Data supplied:
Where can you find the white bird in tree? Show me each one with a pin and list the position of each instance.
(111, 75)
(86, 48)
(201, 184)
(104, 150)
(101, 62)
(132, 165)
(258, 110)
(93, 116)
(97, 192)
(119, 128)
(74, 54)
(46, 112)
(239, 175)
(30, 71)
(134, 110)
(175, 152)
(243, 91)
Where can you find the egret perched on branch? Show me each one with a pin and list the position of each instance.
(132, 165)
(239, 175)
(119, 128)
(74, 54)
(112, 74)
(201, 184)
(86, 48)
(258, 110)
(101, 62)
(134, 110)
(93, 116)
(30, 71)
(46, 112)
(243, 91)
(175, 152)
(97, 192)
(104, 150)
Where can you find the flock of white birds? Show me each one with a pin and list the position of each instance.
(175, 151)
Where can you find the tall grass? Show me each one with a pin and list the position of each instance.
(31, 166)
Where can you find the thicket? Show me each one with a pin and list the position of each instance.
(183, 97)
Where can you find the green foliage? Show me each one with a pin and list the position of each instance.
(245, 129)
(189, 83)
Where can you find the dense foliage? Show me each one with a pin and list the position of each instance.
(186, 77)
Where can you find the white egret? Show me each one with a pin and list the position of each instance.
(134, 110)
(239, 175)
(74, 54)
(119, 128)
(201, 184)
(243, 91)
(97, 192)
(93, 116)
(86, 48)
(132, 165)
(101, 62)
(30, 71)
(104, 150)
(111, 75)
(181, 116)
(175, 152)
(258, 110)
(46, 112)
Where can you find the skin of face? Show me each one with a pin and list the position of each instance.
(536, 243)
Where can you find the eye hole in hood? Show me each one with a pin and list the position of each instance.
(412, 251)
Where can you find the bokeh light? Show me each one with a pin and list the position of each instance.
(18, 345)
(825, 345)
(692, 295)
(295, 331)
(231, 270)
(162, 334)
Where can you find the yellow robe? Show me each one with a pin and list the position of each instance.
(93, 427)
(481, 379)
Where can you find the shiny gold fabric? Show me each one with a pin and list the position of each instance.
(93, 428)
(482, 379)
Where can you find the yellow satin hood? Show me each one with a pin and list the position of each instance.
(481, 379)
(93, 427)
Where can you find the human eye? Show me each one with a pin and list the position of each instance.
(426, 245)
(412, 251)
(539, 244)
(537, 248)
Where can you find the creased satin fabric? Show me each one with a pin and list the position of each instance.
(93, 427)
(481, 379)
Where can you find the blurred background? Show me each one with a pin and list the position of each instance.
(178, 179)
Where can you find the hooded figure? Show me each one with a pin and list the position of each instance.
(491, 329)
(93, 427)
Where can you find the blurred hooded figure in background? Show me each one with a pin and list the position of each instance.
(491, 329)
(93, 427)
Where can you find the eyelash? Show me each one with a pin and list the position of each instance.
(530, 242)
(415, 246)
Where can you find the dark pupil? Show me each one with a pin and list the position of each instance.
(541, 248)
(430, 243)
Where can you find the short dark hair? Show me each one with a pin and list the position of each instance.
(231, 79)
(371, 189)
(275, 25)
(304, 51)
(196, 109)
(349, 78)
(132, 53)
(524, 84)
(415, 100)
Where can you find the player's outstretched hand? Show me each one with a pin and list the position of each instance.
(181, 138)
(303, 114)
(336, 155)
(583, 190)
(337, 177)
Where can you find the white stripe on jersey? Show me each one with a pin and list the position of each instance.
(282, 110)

Required work: Without leaving anything out, quote all the data.

Result of this task:
Where can you find the white bird in tree? Show me each one with a pin and list the position of each instance.
(111, 75)
(86, 48)
(201, 184)
(104, 150)
(101, 62)
(132, 165)
(258, 110)
(93, 116)
(97, 192)
(119, 128)
(74, 54)
(46, 112)
(239, 175)
(30, 71)
(134, 110)
(175, 152)
(243, 91)
Where can you find the egret perched on branch? Show me each one with a pin and list the position of each instance.
(132, 165)
(239, 175)
(119, 128)
(74, 54)
(112, 74)
(201, 184)
(86, 48)
(258, 110)
(101, 62)
(134, 110)
(93, 116)
(30, 71)
(46, 112)
(243, 91)
(175, 152)
(97, 192)
(104, 150)
Where can you find the flock of white birds? Show me each one with a pin and list the position of each instance.
(175, 151)
Where can you find the tall grass? Show me each one with a pin and list the position of each instance.
(31, 166)
Where can you find the thicket? Show me each one with a pin and list the position of each instance.
(183, 97)
Where can you find the green foliage? Show me each one with a pin and list the position of each instance.
(245, 129)
(189, 83)
Where can you find the dense foliage? Show me each one with a pin and list the position of each instance.
(186, 77)
Where can you find the white egret? Show me each one with a pin and list the position of each instance.
(134, 110)
(239, 175)
(74, 54)
(119, 128)
(201, 184)
(243, 91)
(97, 192)
(93, 116)
(86, 48)
(132, 165)
(101, 62)
(30, 71)
(104, 150)
(111, 75)
(181, 116)
(175, 152)
(258, 110)
(46, 112)
Where can you find the skin of face? Show me each one with a pin and list the position of each instance.
(536, 243)
Where can you find the eye hole in hood? Show me each one with a pin and list the position of each instance.
(412, 251)
Where can you find the bokeh light? Show me each one with a pin and list the position of each instance.
(18, 345)
(825, 345)
(692, 295)
(295, 331)
(231, 270)
(162, 334)
Where can you find the yellow robe? Show me each one with a pin and list the position of each instance.
(93, 427)
(481, 379)
Where can you find the shiny gold fabric? Show me each one with a pin and list the position of each instance.
(93, 428)
(482, 379)
Where can you find the yellow satin hood? Show me each one with a pin and list the position of each instance.
(481, 379)
(93, 427)
Where can you find the human eye? Show me each one with a pin and list the position of each instance.
(426, 245)
(412, 251)
(539, 244)
(537, 248)
Where can you find the creased satin fabric? Show me each one with a pin and list the position of each instance.
(93, 427)
(481, 379)
Where can you find the blurred background? Show me each one with a pin and list the position of each instance.
(178, 179)
Where can you find the hooded figure? Show me each one with a pin and list the position of each instance.
(491, 329)
(93, 427)
Where can you find the blurred hooded figure in background? Show me each one with a pin and list the position of each instance.
(491, 329)
(93, 427)
Where can you find the eyelash? Show me each one with a pin and list the position of each instance.
(530, 242)
(415, 246)
Where can you find the dark pupil? Show me each one with a pin and list the position of each instance.
(541, 248)
(430, 243)
Where can you find the short dark hair? Show me each one with a pin and list the position of each instance.
(231, 79)
(371, 189)
(275, 25)
(304, 51)
(196, 109)
(349, 78)
(132, 53)
(524, 84)
(415, 100)
Where can you find the player's outstretched hand? Show me each one with a pin and list the position of each instance.
(181, 138)
(303, 114)
(336, 155)
(583, 190)
(337, 177)
Where can you find the white stripe on jersey? Show me each one with a pin and list the position of each instance.
(282, 110)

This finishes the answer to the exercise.